→ **Complete the following**:
[a] Can you retype the passage of the caret::train() article from "Fortunately, the parallel" to "linear discriminant analysis)."?
[b] Answer these questions using the caret::train() article:
(i) During which month and year did the Practical Machine Learning course run that the article mentions?
(ii) Which package used in the caret parallel processing documentation is unavailable for Microsoft Windows versions of R?
(iii) Which data set does the article use to illustrate the syntax for parallel processing?

→ **Quoted text**:
This article illustrates that an Rmd version of the code in my article Improving the Performance of caret::train(), which is posted on github.com, works correctly with knitr, other than the fact that I didn’t take the time to clean up the HTML tables from the .md version.
During the December 2015 run of the Practical Machine Learning course within the Johns Hopkins University Data Science Specialization offered via coursera.org, many students struggled with the slow performance of some of the machine learning models, especially Random Forest.
Although the Community Teaching Assistants provided pointers on how to improve the performance of the caret::train() function by using the parallel package in conjunction with the trainControl() function in caret, many students were not able to construct a series of function calls that enabled caret::train() to run fast enough to be considered “usable” by the students. Consequently, students used the randomForest::randomForest() function to develop predictions for the course project.
This approach takes away one of the key advantages of the caret package: its ability to estimate an out of sample error by aggregating the accuracy analysis across a series of training runs. This is because caret automates the process of fitting multiple versions of a given model by varying its parameters and/or folds within a resampling / cross-validation process.
To improve processing time of the multiple executions of the train() function, caret supports the parallel processing capabilities of the parallel package. Unfortunately, the documentation of parallel processing with caret uses a technique, the doMC package, which is not available for Microsoft Windows versions of R.
Fortunately, the parallel package works on R across all major operating system platforms: Linux, Mac OSX, and Windows. One’s ability to run these models in parallel is often the difference between using a highly effective algorithm like random forest versus a less effective but more computationally efficient algorithm (such as linear discriminant analysis).
One other tradeoff that we made in this analysis was changing the resampling method from the default of bootstrapping to k-fold cross-validation. The change in resampling technique may trade processing performance for reduced model accuracy. However, our analysis shows that the 5 fold cross-validation resampling technique delivered the same accuracy as the more computationally expensive bootstrapping technique.
Finally, we note that caret::train() supports a wide variety of tuning parameters that vary by model type. For the purposes of this analysis, we chose only to vary the resampling method for train(x,y,method="rf",...), leaving other parameters such as mtry constant.
Once a person works through the varied sources of documentation on the machine learning models and supporting R packages, the process for executing a random forest model (or any other model) in caret::train() is relatively straightforward, and includes the following steps.
For the purpose of illustrating the syntax required for parallel processing, we’ll use the Sonar data set that is also used as the example in the caret model training documentation.

→ **Supplied material**:

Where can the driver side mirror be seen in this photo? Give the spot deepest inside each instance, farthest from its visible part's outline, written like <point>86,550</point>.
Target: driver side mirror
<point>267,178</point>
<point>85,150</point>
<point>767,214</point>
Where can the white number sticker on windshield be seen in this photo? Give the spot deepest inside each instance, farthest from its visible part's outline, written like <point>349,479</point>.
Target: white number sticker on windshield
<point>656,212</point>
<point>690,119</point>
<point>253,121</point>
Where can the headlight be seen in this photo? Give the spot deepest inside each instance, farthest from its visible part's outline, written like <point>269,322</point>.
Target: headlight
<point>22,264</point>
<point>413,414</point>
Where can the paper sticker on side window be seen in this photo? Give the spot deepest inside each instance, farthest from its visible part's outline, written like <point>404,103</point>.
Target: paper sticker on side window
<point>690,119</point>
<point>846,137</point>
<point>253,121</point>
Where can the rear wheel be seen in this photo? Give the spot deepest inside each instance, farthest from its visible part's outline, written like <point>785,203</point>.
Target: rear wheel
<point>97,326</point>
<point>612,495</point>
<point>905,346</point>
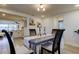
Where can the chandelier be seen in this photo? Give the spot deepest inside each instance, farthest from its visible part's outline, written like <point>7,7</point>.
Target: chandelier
<point>41,8</point>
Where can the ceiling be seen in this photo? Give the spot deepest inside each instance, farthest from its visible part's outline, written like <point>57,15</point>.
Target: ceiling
<point>31,9</point>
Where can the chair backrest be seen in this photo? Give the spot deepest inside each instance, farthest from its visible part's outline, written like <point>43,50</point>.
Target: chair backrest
<point>12,49</point>
<point>57,39</point>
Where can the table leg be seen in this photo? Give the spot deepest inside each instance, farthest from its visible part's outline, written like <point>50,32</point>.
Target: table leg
<point>30,45</point>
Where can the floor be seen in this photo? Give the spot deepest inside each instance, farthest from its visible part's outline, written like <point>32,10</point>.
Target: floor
<point>68,49</point>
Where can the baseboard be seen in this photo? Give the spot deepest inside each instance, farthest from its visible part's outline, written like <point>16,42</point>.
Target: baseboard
<point>71,44</point>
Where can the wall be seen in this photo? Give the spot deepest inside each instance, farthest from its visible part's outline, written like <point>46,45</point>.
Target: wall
<point>71,23</point>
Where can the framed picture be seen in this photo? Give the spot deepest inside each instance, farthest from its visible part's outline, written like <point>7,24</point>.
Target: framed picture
<point>31,22</point>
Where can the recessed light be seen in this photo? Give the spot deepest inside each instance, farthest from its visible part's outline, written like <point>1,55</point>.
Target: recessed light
<point>3,14</point>
<point>77,5</point>
<point>42,16</point>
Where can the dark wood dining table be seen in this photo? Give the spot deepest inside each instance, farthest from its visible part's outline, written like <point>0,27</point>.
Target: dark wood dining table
<point>39,41</point>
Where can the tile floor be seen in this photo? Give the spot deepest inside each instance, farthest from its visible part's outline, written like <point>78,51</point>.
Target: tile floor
<point>67,49</point>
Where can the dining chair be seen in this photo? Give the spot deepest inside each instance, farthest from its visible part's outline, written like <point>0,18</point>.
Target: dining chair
<point>15,49</point>
<point>32,32</point>
<point>55,46</point>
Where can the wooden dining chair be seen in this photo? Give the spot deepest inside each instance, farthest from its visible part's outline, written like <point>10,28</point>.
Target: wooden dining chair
<point>55,46</point>
<point>16,49</point>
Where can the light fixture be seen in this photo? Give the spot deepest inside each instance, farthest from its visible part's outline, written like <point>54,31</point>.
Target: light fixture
<point>41,8</point>
<point>77,5</point>
<point>38,9</point>
<point>4,4</point>
<point>42,16</point>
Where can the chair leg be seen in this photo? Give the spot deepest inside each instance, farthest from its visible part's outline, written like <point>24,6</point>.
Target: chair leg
<point>41,50</point>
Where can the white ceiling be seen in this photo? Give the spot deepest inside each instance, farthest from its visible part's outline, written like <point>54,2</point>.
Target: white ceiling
<point>31,9</point>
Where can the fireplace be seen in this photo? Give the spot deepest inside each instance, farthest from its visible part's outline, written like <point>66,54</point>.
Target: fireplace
<point>32,32</point>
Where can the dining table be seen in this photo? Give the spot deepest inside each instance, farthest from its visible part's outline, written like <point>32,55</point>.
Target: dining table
<point>35,41</point>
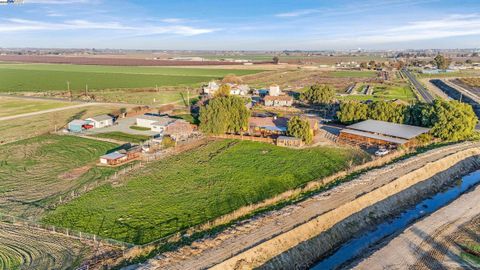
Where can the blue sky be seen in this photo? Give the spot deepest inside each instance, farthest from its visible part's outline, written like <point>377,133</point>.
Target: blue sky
<point>241,24</point>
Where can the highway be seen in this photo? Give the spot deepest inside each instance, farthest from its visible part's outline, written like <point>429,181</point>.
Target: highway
<point>420,88</point>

→ **Outputs for the tasks**:
[a]
Fortunately, the parallel package works on R across all major operating system platforms: Linux, Mac OSX, and Windows. One’s ability to run these models in parallel is often the difference between using a highly effective algorithm like random forest versus a less effective but more computationally efficient algorithm (such as linear discriminant analysis).

[b]
(i) December 2015
(ii) The doMC package
(iii) The Sonar data set